Task list:
1. Translate this sentence from the nonprofit branding text below into Spanish: "Tell your story one picture and one person at a time."
2. Revise the nonprofit branding text below: write out everything from "Tie your campaigns" down to "his community immediately." with "vegetable gardens" changed to "herb gardens".

Excerpt:
To follow in their footsteps (and doesn’t every nonprofit want to do that?), you’ll need data that will reveal the challenges and opportunities facing your NPO. Such strategic planning requires time and money, resources that are in short supply for most nonprofits. It also requires stakeholder consensus: Board, staff, and management must take a hard look at your mission, program goals, and constituents in order to make specific decisions about the following areas of your marketing and business strategies.
Your logo—the iconic image of your NPO’s name, mission, and values—is everything. Your tagline, coupled with your logo, is nearly as important to building your brand recognition. We’ve said it before and we can’t stress it enough: your logo is your story. A good logo (see our blog post Why You Need a Good Logo for Your Nonprofit) has critical elements that will make it unique, universal and memorable. So does a good tagline or Unique Sales Proposition (USP), Or, in the case of the nonprofit, your “Unique Service Proposition.”
Quick: in eight words or less describe your nonprofit’s mission, values, ethics and programs. Consider the United Negro College Fund: “A mind is a terrible thing to waste.” Or, charity:water: “Water changes everything.” Or even the National Eating Disorders Association, “Starve fear. Feed hope.”
More than any annual report you publish, the number of Facebook likes, more than your GuideStar rating, your brand instantly informs your donors, supporters and the world at large of everything your nonprofit represents. It must reflect your values uniquely, consistently and transparently. Get it right and you’ll impress potential donors with the strength and unity of your organization. Feature both prominently on your website, social media posts and all of your communications.
Document, and share, your nonprofit’s work; financial ratios are not the only key indicator of your success and strength. Tell your story one picture and one person at a time. Instead of eleventy billion meals served, tell donors how their donation fed Jane’s family, put shoes on her children’s feet, and kept them in school. Better yet, post a picture on social media showing Jane’s kids on their way to school in shiny new shoes, and attach your story in the text portion with the link to your website. Connect donations to the programs with graphics, case studies. Make it easy for people to understand your work and your values.
Tie your campaigns to your community and build a sense of community. Instead of pitching your food security project and the money you’ll need for it, pitch an idea, “Let’s increase local food security with allotments for 50 family vegetable gardens.” Then when a potential donor follows a “Read more” link, tell him how much it will cost to supply water, seeds, tools and support for an allotment or ten. You donor will understand the tangible result of his donation in his community immediately.
Your mission and your programs may not be earth shattering but they are world changing. It’s difficult to plan fire prevention when you’re stomping on the flames; focusing at least some of your resources on planning will reward you with fewer fires to extinguish.

Supplied data:
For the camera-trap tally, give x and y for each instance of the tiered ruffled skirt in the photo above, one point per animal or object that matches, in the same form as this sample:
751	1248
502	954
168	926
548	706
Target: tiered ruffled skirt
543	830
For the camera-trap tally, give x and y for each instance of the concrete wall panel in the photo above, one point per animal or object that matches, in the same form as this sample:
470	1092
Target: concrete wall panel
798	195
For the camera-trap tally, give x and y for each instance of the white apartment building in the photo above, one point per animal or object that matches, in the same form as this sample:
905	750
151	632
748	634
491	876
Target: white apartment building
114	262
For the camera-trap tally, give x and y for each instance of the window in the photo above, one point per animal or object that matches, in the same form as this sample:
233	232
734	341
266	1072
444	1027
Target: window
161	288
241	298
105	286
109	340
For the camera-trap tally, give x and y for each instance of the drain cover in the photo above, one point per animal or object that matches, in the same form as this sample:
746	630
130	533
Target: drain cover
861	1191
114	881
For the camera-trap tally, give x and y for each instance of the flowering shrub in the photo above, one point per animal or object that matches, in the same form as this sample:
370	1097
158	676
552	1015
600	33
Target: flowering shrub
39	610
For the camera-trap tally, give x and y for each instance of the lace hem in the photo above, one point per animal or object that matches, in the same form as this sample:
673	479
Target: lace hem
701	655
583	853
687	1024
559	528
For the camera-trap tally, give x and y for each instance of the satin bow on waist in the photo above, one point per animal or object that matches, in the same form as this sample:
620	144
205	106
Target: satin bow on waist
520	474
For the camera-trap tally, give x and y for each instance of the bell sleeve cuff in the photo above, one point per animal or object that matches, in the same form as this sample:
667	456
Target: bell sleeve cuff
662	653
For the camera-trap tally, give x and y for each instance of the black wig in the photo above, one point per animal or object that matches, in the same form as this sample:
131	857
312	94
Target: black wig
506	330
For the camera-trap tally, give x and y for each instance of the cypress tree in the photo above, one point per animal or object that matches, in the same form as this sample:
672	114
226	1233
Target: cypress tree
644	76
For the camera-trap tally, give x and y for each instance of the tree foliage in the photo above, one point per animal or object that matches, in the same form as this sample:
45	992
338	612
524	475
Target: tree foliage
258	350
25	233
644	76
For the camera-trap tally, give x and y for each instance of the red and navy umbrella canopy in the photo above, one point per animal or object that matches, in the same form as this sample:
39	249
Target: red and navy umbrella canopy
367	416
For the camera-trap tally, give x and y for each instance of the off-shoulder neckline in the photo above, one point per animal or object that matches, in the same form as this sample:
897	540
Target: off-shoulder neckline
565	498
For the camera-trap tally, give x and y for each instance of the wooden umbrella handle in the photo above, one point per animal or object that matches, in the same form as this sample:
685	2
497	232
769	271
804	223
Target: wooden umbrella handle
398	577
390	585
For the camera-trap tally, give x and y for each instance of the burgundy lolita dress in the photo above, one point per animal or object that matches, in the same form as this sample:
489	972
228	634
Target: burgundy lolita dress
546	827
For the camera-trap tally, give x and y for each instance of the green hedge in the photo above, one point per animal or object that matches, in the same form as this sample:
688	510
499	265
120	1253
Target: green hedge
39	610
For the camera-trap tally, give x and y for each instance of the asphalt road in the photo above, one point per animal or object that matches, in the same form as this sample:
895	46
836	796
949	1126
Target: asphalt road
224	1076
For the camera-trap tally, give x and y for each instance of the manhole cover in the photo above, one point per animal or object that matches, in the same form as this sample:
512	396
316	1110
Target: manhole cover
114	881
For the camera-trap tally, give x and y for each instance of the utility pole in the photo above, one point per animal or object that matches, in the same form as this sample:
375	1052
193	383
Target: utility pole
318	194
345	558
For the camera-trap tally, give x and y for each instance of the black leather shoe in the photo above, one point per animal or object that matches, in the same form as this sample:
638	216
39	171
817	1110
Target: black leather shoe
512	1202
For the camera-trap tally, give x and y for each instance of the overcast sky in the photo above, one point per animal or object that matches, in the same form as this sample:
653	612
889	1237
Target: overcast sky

Written responses:
1. Cuente su historia una imagen y una persona a la vez.

2.
Tie your campaigns to your community and build a sense of community. Instead of pitching your food security project and the money you’ll need for it, pitch an idea, “Let’s increase local food security with allotments for 50 family herb gardens.” Then when a potential donor follows a “Read more” link, tell him how much it will cost to supply water, seeds, tools and support for an allotment or ten. You donor will understand the tangible result of his donation in his community immediately.